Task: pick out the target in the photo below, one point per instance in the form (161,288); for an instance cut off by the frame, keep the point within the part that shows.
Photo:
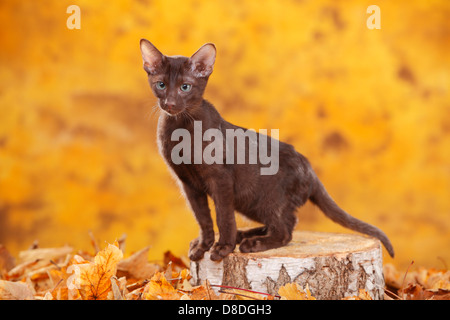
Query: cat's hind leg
(243,234)
(278,233)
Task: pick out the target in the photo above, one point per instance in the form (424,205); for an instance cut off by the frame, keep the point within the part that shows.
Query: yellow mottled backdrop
(369,108)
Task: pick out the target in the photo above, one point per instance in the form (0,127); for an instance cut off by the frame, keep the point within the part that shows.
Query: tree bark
(333,265)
#####
Can you write out all of the data above again in full, with 131 added to every coordinate in the answers, every other number left as it is, and the pictures left out?

Task: pick out the target in the photo below, one point per instance in the form (161,288); for an instance cut off by the frame, keep the point within the part that shows.
Photo:
Query: cat's hind leg
(374,365)
(409,364)
Task: pick out the target in the photo above, one point per instance in the form (424,205); for an instance cut off by the frame, keep the point within the part that shows.
Query: yellow mottled backdrop
(500,239)
Task: pick out the target in the photo above, one point per instance in the form (0,127); for an instance cut off by the frame, keep the point within the part that shows.
Query: tree bark
(464,396)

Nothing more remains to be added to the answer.